■ Work required ■
Reproduce the entire listing below line for line, without changing any character.

■ Extracted information ■
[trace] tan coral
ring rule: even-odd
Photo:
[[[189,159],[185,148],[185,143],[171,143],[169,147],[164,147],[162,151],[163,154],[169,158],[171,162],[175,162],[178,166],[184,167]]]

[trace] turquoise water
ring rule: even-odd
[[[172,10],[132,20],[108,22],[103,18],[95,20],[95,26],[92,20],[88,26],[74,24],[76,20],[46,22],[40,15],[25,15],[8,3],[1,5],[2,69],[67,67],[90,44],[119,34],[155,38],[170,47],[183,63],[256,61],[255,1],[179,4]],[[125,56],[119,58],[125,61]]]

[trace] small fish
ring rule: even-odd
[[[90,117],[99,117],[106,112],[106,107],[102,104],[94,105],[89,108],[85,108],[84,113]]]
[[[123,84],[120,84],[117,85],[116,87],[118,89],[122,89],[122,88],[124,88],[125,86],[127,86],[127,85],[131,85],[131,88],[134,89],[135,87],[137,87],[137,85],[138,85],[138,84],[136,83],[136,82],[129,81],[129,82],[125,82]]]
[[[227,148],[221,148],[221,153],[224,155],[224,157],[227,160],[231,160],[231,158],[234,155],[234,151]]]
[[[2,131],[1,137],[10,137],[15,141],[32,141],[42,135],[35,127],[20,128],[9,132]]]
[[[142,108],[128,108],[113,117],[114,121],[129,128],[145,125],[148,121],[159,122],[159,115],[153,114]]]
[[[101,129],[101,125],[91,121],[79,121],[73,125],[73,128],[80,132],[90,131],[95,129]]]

■ Solution to this exercise ■
[trace] tan coral
ring rule: even-odd
Photo:
[[[189,159],[185,148],[185,143],[171,143],[169,147],[164,147],[162,151],[163,154],[169,158],[171,162],[175,162],[178,166],[184,167]]]

[trace] turquoise water
ring rule: even-odd
[[[172,10],[132,20],[108,22],[103,18],[95,20],[95,26],[92,20],[88,26],[74,24],[76,20],[46,22],[40,15],[25,15],[8,3],[1,5],[2,69],[67,67],[90,44],[119,34],[155,38],[170,47],[183,63],[256,61],[255,1],[179,4]],[[125,56],[119,58],[125,61]]]

[trace] small fish
ring rule: even-odd
[[[90,117],[99,117],[106,112],[106,107],[102,104],[94,105],[89,108],[85,108],[84,113]]]
[[[123,84],[120,84],[117,85],[116,87],[118,89],[122,89],[122,88],[124,88],[125,86],[127,86],[127,85],[131,85],[131,88],[134,89],[135,87],[137,87],[137,85],[138,85],[138,84],[136,83],[136,82],[129,81],[129,82],[125,82]]]
[[[227,148],[221,148],[221,153],[224,155],[224,157],[227,160],[231,160],[231,158],[234,155],[234,151]]]
[[[2,131],[1,137],[10,137],[15,141],[32,141],[42,135],[35,127],[20,128],[9,132]]]
[[[142,108],[128,108],[113,117],[114,121],[129,128],[145,125],[148,121],[159,122],[159,115],[153,114]]]
[[[101,129],[101,125],[91,121],[79,121],[73,125],[73,128],[80,132],[90,131],[95,129]]]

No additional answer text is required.